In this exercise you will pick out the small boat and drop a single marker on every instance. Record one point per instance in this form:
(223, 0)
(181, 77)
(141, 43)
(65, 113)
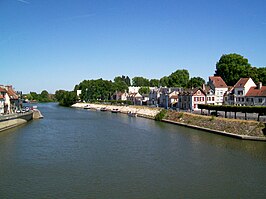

* **Work instruction**: Pictures are not part of the copy. Please reproduce the material word for word.

* **Expected output**:
In this exercise you will pick out the small boat and drop a single marker on every instance. Record one point per instance in this form:
(223, 0)
(181, 77)
(141, 43)
(65, 113)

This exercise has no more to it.